> [Exercise description]: Beginning with the line that has "pin: the boy's smile, one", reproduce each remaining line of the data exactly, down to and including the last.

> [Given data]:
Start of Block

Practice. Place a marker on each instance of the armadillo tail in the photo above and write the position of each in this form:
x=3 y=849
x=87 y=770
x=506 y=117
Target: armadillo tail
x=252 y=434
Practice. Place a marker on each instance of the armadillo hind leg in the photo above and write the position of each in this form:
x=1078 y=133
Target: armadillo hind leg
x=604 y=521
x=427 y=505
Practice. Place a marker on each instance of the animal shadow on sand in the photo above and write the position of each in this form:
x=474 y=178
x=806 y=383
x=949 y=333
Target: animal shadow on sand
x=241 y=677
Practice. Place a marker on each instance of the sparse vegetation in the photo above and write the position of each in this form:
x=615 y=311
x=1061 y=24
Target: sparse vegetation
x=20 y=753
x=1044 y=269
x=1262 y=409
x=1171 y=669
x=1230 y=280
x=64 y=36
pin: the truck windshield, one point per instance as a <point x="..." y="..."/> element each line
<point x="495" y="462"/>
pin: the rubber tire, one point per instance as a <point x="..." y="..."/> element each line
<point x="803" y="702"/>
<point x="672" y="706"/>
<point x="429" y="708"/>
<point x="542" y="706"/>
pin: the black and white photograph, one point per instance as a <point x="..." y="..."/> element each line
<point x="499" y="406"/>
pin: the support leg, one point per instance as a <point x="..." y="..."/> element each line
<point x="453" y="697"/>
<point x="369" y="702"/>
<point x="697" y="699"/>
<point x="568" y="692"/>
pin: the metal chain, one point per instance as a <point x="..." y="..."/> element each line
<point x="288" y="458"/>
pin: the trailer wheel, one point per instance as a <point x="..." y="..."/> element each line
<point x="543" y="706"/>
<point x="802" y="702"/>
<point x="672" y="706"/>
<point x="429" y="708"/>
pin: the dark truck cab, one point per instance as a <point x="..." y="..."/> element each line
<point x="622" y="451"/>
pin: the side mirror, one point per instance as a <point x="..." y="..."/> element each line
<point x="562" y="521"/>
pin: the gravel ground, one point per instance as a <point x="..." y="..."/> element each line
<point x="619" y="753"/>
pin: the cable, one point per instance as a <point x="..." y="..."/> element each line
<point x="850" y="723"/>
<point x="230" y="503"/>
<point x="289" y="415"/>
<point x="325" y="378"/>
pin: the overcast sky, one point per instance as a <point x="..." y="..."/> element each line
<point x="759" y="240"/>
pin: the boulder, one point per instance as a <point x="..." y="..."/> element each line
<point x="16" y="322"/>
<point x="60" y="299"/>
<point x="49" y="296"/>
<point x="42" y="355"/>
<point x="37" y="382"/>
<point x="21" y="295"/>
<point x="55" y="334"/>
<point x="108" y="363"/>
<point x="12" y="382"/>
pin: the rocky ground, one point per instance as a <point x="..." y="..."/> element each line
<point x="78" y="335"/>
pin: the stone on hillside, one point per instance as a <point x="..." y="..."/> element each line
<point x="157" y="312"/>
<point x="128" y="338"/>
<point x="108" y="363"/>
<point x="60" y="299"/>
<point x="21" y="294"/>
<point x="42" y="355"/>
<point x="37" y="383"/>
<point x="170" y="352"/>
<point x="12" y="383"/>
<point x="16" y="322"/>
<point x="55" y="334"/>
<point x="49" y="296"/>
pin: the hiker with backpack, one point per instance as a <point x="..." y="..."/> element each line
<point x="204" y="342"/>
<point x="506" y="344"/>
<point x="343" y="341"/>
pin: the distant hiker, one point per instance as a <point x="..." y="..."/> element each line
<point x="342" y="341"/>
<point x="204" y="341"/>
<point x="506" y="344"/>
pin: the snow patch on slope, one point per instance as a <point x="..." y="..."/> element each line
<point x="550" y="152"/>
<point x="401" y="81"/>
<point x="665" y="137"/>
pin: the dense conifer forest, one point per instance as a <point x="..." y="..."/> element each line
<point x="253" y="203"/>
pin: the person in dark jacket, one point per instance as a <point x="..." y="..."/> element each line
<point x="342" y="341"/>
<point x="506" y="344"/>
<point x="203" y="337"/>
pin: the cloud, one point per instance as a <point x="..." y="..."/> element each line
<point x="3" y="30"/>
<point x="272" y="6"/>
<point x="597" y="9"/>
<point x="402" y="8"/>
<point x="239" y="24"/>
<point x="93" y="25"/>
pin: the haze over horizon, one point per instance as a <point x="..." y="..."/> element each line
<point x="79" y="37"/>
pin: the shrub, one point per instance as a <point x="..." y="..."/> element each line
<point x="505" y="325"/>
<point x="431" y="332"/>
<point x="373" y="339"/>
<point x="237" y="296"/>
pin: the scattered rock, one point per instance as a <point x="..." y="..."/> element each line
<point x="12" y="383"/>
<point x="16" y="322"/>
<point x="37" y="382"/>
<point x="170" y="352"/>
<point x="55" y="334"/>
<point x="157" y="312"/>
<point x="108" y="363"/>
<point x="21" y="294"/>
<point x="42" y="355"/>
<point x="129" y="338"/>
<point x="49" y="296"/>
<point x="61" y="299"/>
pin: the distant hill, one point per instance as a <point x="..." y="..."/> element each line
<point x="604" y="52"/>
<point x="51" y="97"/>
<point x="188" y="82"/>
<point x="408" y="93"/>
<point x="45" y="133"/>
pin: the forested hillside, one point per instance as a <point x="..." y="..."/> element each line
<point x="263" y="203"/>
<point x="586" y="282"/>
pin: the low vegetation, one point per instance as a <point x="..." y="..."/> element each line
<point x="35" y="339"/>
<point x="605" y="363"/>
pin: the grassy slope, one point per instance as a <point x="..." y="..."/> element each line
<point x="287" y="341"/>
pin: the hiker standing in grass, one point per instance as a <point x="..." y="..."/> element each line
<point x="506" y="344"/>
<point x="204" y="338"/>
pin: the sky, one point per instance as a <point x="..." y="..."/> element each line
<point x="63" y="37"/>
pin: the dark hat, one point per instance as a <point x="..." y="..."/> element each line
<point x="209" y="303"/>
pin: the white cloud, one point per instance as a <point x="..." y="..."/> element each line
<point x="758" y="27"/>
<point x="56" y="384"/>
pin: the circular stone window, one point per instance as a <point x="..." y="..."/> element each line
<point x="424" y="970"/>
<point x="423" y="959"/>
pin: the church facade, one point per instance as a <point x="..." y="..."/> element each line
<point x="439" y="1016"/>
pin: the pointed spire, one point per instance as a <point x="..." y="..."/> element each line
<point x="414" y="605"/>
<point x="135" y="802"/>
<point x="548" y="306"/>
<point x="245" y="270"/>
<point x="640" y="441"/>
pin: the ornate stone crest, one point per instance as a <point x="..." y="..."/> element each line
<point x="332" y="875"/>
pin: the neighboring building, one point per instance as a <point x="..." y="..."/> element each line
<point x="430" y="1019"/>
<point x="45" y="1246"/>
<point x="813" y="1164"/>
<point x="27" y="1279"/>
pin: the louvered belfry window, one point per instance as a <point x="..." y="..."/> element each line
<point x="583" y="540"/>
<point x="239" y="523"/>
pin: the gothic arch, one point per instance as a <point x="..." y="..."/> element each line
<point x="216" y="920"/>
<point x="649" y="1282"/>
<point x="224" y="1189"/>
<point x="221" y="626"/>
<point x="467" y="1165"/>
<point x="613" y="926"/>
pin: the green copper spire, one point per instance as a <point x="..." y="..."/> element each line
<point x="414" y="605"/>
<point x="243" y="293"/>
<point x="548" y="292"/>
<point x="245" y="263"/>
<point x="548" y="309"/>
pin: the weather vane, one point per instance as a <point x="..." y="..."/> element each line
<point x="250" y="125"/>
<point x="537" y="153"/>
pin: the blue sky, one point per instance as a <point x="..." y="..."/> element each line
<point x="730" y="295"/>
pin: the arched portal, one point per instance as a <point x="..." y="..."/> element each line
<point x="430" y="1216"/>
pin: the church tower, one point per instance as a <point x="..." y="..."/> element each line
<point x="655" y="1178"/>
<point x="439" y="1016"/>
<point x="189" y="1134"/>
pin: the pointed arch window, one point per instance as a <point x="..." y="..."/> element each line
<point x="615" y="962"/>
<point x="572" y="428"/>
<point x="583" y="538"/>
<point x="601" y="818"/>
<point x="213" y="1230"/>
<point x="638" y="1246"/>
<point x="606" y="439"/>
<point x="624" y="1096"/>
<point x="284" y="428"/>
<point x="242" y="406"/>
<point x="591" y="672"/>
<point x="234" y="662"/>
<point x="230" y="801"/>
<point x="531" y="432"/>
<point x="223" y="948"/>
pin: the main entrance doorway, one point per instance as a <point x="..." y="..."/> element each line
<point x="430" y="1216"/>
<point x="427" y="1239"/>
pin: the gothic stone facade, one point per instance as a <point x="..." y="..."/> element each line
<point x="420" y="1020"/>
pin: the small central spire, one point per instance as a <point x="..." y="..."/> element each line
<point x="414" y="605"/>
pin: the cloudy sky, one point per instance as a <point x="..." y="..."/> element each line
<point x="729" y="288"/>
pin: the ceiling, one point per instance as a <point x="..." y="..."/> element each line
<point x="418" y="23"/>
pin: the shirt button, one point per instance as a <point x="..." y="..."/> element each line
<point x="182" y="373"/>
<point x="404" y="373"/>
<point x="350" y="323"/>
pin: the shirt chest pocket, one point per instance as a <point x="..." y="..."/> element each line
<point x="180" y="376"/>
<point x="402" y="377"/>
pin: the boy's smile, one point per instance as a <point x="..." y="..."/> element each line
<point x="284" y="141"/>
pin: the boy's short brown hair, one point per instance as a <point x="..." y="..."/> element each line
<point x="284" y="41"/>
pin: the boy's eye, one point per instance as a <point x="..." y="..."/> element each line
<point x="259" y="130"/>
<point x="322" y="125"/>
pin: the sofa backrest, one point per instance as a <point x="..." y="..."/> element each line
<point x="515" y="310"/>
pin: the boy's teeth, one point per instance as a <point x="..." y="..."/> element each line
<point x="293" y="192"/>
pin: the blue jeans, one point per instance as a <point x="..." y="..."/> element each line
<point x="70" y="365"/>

End of Block

> [Exercise answer]:
pin: the boy's smile, one point per instance as a <point x="..." y="..."/> element each line
<point x="284" y="141"/>
pin: the boy's short brown hair, one point per instance as a <point x="..." y="..."/> element each line
<point x="284" y="41"/>
pin: the boy's eye, one point per instance as a <point x="..." y="..."/> element each line
<point x="259" y="130"/>
<point x="322" y="125"/>
pin: the sofa backrest, one point per instance as a <point x="..." y="..."/> element each line
<point x="515" y="310"/>
pin: the boy's teeth, one point per instance as a <point x="..." y="..."/> element each line
<point x="293" y="192"/>
pin: the blue jeans, one point per instance as a <point x="..." y="..."/> element each line
<point x="70" y="365"/>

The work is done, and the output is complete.